[Records to process]
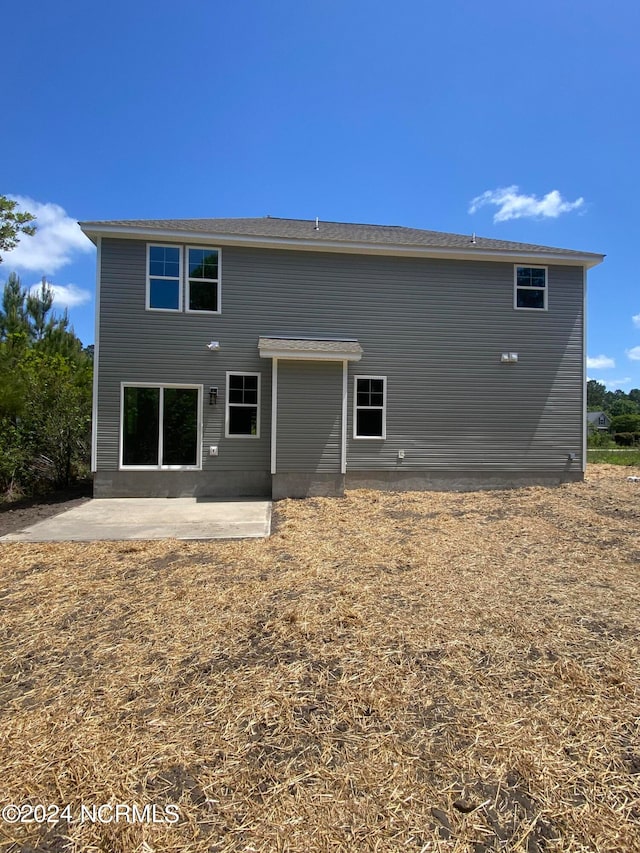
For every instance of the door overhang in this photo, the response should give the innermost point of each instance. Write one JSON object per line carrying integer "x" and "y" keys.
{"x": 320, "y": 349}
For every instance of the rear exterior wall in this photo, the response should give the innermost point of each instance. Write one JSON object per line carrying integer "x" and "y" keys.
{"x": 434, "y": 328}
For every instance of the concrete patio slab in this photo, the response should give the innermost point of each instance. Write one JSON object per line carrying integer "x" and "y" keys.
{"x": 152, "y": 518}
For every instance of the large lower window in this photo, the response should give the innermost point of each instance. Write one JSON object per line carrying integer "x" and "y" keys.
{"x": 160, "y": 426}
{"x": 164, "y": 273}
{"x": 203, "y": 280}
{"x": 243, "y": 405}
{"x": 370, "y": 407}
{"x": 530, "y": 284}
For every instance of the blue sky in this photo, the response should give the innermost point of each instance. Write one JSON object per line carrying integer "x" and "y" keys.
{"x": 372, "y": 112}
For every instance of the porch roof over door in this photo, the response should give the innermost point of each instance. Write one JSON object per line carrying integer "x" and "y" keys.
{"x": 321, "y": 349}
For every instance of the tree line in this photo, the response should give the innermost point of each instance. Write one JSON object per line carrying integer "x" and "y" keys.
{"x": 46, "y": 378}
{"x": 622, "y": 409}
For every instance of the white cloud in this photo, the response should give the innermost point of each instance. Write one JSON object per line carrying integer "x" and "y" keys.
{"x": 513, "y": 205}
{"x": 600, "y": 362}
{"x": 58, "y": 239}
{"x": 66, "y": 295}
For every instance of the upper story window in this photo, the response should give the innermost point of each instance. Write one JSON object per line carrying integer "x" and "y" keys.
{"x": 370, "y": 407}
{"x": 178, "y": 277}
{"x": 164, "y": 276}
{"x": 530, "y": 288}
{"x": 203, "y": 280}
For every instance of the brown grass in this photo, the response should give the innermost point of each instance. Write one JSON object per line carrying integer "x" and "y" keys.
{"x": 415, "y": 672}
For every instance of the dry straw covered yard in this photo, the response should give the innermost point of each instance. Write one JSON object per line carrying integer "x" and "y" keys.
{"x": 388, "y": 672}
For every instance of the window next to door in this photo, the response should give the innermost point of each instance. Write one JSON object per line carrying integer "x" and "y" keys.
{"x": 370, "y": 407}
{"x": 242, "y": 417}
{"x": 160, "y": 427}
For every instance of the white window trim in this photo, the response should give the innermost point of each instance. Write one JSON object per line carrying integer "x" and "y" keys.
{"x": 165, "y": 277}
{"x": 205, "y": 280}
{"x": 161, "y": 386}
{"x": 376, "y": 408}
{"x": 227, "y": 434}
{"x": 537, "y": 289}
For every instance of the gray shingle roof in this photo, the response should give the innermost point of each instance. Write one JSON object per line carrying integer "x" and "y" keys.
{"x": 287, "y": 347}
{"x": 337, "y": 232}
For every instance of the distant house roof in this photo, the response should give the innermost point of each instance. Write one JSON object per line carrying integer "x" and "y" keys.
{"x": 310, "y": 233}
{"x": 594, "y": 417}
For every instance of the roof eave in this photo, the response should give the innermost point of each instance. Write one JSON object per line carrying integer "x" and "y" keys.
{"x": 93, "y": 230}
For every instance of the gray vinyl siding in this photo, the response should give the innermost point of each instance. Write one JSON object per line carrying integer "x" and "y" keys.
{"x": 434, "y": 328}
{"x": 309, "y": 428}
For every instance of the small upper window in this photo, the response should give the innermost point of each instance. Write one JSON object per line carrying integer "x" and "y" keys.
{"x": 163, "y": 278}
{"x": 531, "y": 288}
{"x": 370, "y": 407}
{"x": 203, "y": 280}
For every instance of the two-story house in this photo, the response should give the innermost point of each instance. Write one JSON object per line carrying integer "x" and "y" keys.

[What you need to do] Please copy out all of the data above word for word and line for line, leaving out the picture.

[Result of the exercise]
For every instance of the door overhang in this photo, the response should give the innermost point of each instance. Write one JSON object per line carrying integer "x" and "y" keys.
{"x": 320, "y": 349}
For every instance of the rear exterior wall in this photo, the response should give the innermost point of each instance. Write one JSON object per line carrying integer "x" and "y" keys.
{"x": 434, "y": 328}
For every instance of the concrete patio slab in this photo, the response should give the innermost point of each instance. Write one JSON object per line carrying integer "x" and "y" keys.
{"x": 152, "y": 518}
For every instance of the large lower window in this photo, the response should give the innermost point of each instance. Write one JSON object per line carrying integer "x" and "y" keys.
{"x": 160, "y": 426}
{"x": 164, "y": 273}
{"x": 203, "y": 280}
{"x": 243, "y": 405}
{"x": 370, "y": 407}
{"x": 530, "y": 284}
For every instance of the blue sky in this photo, the response should give the innermost point of each instance. Write one JSON object per line carrying integer "x" and "y" keys.
{"x": 372, "y": 112}
For every instance of the porch roof over door in this photo, the response should give the innermost point of each instance. Write one JSON object per line carrying integer "x" and "y" keys.
{"x": 321, "y": 349}
For every instance of the tree line in this photo, the response should give the innermost point of each instance. Write one JSON object per line carrying integer "x" and "y" keys.
{"x": 46, "y": 378}
{"x": 622, "y": 409}
For every instance of the white cloud in this photo, the response should give the innermost point of each instance. Write one JSON object per line carrying integer "x" and "y" keys.
{"x": 513, "y": 205}
{"x": 600, "y": 362}
{"x": 58, "y": 239}
{"x": 66, "y": 295}
For every instance of the upper story window in this photo, the response should give the innermost point of each instance. Write one JSON object per line carrying integer "x" and "y" keys.
{"x": 370, "y": 407}
{"x": 178, "y": 277}
{"x": 164, "y": 276}
{"x": 530, "y": 288}
{"x": 203, "y": 280}
For every instance of the brown grass in this photo, the response should give the innermost point of each instance. Write one JSON object per line carrying integer "x" and "y" keys.
{"x": 415, "y": 672}
For every instance of the dry straw covered yard in this photo, the response should give the innermost point of each instance. Write one JSON object per line carrying integer "x" and "y" keys.
{"x": 388, "y": 672}
For every instance of the window next to door in this photo, the response should give the innermost point of each instance. Write one JSON object per line carrying integer "x" and "y" keys.
{"x": 370, "y": 407}
{"x": 242, "y": 417}
{"x": 160, "y": 427}
For every instance of the white window trim in this photo, the response should give the innermost point of each instance. Write one JSON object per line carrying integer "x" and "y" keys.
{"x": 165, "y": 277}
{"x": 205, "y": 280}
{"x": 161, "y": 386}
{"x": 376, "y": 408}
{"x": 227, "y": 434}
{"x": 537, "y": 289}
For every instance of the gray shingle roof in this photo, the response should give the innermost point of each instance. Write one JSON object per line carrying integer "x" and "y" keys.
{"x": 287, "y": 347}
{"x": 337, "y": 232}
For every instance of the distant house roof in this photo, the response should give the innermost point of each instance. Write one JSON object per line carrying integer "x" and "y" keys.
{"x": 310, "y": 233}
{"x": 594, "y": 417}
For every instance of the roof eave in this photo, the response should give the innermost point of each instance. Write one JSON object per line carrying integer "x" and "y" keys.
{"x": 93, "y": 230}
For every instance of the gray vinyl siding in this photo, the response should give the innermost point of each instance. Write one JSON object per line carrying integer "x" and "y" keys.
{"x": 434, "y": 328}
{"x": 309, "y": 428}
For every instance of the small upper window in this photo, the response should give the innermost point of each instance. Write one JSON object per line carrying integer "x" and "y" keys.
{"x": 163, "y": 278}
{"x": 531, "y": 288}
{"x": 370, "y": 407}
{"x": 203, "y": 280}
For every instance of the two-story house in this photo, the response should give the innermost point of each instance. Write one JSON object per line carrying integer "x" and "y" keys.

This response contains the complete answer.